(Records from a data collection)
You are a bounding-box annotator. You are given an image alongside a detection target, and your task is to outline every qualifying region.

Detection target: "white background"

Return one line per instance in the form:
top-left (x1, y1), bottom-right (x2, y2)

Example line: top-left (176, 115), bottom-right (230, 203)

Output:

**Exercise details**.
The records above must be transcribed in full, word for word.

**Response to the task**.
You are a bounding-box annotator. You are given an image alongside a detection target, and your task is to outline every qualifying region.

Detection target: "white background"

Return one line per instance in the form:
top-left (x1, y1), bottom-right (x2, y2)

Example line: top-left (176, 115), bottom-right (230, 203)

Output:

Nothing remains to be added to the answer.